:: WHAT THE TASK ASKS ::
The entire listing is to be repeated verbatim.

:: GIVEN ENTRIES ::

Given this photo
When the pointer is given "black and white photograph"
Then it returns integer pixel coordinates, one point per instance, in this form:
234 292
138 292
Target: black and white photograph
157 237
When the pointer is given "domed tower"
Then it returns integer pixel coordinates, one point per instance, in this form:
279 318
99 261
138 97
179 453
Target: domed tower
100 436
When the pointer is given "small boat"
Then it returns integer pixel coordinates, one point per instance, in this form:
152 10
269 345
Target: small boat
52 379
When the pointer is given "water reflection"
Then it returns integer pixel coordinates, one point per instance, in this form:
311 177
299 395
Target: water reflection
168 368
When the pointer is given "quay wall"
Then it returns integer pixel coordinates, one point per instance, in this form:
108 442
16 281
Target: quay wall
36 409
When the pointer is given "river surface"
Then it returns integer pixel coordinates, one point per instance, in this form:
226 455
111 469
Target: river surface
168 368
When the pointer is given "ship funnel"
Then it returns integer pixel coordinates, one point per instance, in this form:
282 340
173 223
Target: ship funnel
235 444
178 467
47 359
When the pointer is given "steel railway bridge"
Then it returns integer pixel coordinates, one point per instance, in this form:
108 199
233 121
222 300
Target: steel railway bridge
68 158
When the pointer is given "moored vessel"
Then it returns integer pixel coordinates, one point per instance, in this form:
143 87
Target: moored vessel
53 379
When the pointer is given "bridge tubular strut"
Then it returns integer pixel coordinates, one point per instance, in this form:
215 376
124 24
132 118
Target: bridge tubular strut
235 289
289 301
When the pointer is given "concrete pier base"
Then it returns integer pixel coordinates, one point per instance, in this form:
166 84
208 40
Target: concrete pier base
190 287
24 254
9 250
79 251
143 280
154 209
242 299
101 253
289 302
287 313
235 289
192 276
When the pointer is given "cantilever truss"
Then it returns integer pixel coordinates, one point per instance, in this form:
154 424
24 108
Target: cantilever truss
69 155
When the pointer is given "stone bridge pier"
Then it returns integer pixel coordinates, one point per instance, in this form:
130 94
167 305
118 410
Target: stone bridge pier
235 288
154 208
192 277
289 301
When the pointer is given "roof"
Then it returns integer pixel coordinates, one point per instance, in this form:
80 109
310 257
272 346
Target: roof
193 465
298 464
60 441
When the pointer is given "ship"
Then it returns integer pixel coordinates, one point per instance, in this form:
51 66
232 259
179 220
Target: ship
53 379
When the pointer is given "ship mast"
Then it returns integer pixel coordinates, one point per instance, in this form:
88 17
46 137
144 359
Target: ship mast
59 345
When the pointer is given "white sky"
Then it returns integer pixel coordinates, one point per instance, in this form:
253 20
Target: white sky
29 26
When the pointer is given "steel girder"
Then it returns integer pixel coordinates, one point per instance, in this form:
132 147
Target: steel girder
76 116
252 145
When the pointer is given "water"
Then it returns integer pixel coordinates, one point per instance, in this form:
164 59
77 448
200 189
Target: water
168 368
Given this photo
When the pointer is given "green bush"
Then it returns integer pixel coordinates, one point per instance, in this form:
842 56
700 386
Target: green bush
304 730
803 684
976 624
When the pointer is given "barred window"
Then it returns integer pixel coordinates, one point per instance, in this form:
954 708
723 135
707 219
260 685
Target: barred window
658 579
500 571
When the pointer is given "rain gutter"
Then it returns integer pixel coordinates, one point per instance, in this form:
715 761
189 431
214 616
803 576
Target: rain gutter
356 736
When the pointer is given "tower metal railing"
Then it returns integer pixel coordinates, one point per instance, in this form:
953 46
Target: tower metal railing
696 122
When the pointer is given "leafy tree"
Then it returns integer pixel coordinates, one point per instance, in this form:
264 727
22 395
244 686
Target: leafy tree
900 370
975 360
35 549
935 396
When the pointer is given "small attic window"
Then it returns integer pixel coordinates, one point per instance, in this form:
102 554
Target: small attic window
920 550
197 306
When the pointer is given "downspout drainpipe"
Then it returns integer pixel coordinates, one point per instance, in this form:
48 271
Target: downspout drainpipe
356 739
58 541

:: COMPLETED TASK ::
Given this photo
When the pointer is given "black and white photograph"
Then it returns integer pixel coordinates, one point per instance, in this form:
234 292
138 292
Target: black and white photograph
157 237
When the pointer is given "domed tower"
Then it returns integer pixel coordinates, one point per instance, in this form:
279 318
99 261
138 97
179 453
Target: domed tower
100 436
When the pointer is given "small boat"
Then it returns integer pixel coordinates, one point per instance, in this form:
152 10
269 345
Target: small boat
52 379
When the pointer is given "water reflection"
Then it returns integer pixel coordinates, one point per instance, in this form:
311 177
299 395
Target: water reflection
168 368
When the pointer is given "quay wall"
Then it returns integer pixel coordinates, one point per instance, in this form:
108 442
16 281
Target: quay wall
36 409
When the pointer is given "river surface"
Then it returns integer pixel coordinates, one point per instance, in this form:
226 455
111 469
Target: river surface
168 368
When the pointer is given "ship funnel"
Then it returns integer pixel coordinates, one point per instance, in this form:
282 340
173 223
Target: ship funnel
235 444
178 467
47 359
When the pointer is given "steel railway bridge"
Then it returns integer pixel coordinates, one point per instance, in this form:
108 199
233 121
222 300
Target: steel railway bridge
68 158
When the pointer is given "moored vessel"
Then it returns integer pixel coordinates, one point per instance, in this form:
143 87
Target: moored vessel
53 379
When the pointer is given "bridge tubular strut"
Then it returns integer pixel coordinates, one point per instance, in this form:
215 376
124 24
132 118
Target: bridge tubular strut
235 289
289 301
When the pointer is given "concrete pier base"
Then it returns integer pixel coordinates, one point per instance, in this form:
166 84
208 40
Target: concrete pier base
190 287
24 254
9 250
79 251
143 280
154 209
242 299
101 253
289 302
287 313
235 289
192 276
When the pointer is given "cantilever truss"
Then it returns integer pixel coordinates, one point per instance, in this form:
154 424
24 108
Target: cantilever truss
69 155
When the pointer is given "stone bridge pier"
Then it returns integer pixel coordinates, one point per instance, in this form:
130 94
167 305
118 410
Target: stone bridge pier
235 288
154 208
192 277
289 301
When the pointer is given "roof"
Then it returns integer pixel coordinates, one point per instance, in this form:
80 109
310 257
272 346
Target: roof
193 465
298 464
60 441
When the pointer is given "ship"
Then it returns integer pixel coordinates, one point per instance, in this form:
51 66
232 259
179 220
Target: ship
53 379
When the pointer is given "ship mast"
Then it returns integer pixel coordinates, one point per instance, in this form:
88 17
46 137
144 359
Target: ship mast
59 345
When the pointer is given "white sky"
Then it returns integer pixel coordinates, one point per instance, in this form:
253 20
Target: white sky
29 26
When the pointer is given "steel girder"
Then it returns integer pixel coordinates, one point per instance, in this form:
132 147
Target: steel girder
76 116
252 145
When the pointer is given "water"
Then it returns integer pixel coordinates, one point per instance, in this form:
164 59
77 448
200 189
Target: water
168 368
Given this photo
When the pointer is given "green bush"
Then it returns integer pixel coordinates, one point per instance, in this form:
842 56
700 386
Target: green bush
304 730
803 684
976 624
When the pointer is given "barred window"
Then it returns integer pixel coordinates, one point per instance, in this form:
954 708
723 135
707 219
260 685
Target: barred window
658 579
500 571
When the pointer is given "rain gutter"
Then it returns integer pixel coordinates, one point per instance, in this form:
715 761
189 431
214 616
803 576
Target: rain gutter
356 736
When the pointer is given "tower metal railing"
Then it returns integer pixel coordinates, one point per instance, in this form:
953 46
Target: tower metal railing
696 122
When the pointer is given "leafy tree"
Then it returns integer pixel coordinates, one point per instance, in this form:
264 727
22 395
244 686
Target: leafy tree
900 370
975 360
35 549
935 396
When the pointer is given "small attic window"
Then it returns integer pixel coordinates, one point per instance, in this form:
102 554
Target: small attic window
920 550
197 306
When the pointer is given "downspout drainpipe"
Then it returns integer pixel coordinates, one point per instance, in this form:
48 271
Target: downspout drainpipe
356 739
58 541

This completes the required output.